-- START Records for this task --

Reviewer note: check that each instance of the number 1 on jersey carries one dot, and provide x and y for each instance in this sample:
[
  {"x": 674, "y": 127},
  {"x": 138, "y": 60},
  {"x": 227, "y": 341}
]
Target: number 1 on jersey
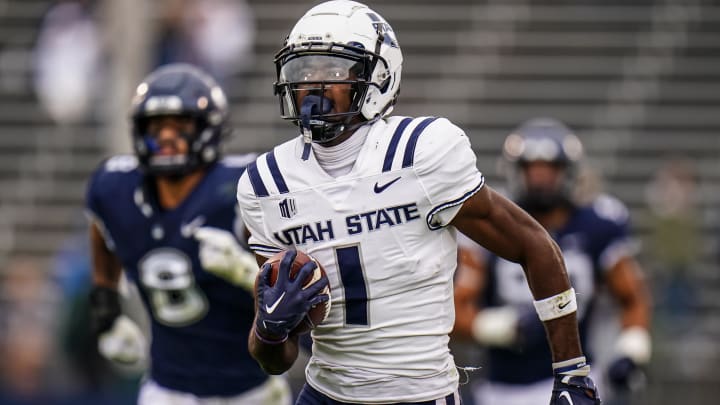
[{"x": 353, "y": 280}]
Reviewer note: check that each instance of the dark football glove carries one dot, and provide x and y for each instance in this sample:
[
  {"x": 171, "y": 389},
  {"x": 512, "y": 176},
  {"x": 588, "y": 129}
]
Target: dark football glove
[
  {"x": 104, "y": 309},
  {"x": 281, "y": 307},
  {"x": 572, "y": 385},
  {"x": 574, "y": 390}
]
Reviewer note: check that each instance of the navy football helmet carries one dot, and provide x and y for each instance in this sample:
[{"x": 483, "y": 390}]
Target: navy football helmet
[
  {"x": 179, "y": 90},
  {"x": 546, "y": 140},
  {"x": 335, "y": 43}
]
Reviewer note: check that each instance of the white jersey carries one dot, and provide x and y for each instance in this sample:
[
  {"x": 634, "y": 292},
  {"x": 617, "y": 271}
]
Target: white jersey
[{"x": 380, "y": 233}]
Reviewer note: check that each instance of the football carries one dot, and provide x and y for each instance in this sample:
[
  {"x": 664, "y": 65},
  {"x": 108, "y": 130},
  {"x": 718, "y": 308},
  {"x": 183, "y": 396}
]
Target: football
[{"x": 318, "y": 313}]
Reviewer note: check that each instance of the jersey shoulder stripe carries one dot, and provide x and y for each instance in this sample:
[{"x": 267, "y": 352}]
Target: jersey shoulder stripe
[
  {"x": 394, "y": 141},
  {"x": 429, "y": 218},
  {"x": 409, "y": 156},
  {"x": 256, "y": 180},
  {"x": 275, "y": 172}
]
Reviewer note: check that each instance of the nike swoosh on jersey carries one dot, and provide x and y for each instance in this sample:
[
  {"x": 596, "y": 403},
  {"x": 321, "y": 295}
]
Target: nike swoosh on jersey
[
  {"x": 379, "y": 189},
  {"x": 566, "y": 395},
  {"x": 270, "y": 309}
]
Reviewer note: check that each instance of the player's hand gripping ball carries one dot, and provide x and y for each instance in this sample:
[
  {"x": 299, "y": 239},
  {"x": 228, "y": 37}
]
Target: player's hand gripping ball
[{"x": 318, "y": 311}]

-- END Records for this task --
-- START Records for this task --

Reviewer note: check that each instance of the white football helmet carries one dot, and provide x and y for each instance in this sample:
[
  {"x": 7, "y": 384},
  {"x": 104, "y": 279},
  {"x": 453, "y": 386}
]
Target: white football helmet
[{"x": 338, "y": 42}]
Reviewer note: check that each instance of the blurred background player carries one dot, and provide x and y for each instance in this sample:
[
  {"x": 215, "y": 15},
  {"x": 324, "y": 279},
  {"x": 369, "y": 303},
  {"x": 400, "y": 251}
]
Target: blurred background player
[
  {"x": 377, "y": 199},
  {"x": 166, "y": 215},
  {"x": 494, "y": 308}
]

-- END Records for this task --

**Task description:**
Report every line above that contains the string "dark", copying each in full. Case counts.

**Problem solution:**
Reviewer note: check that each instance of the dark football glove carries one dot, and provide x and y for each instance in this sample:
Target: dark football glove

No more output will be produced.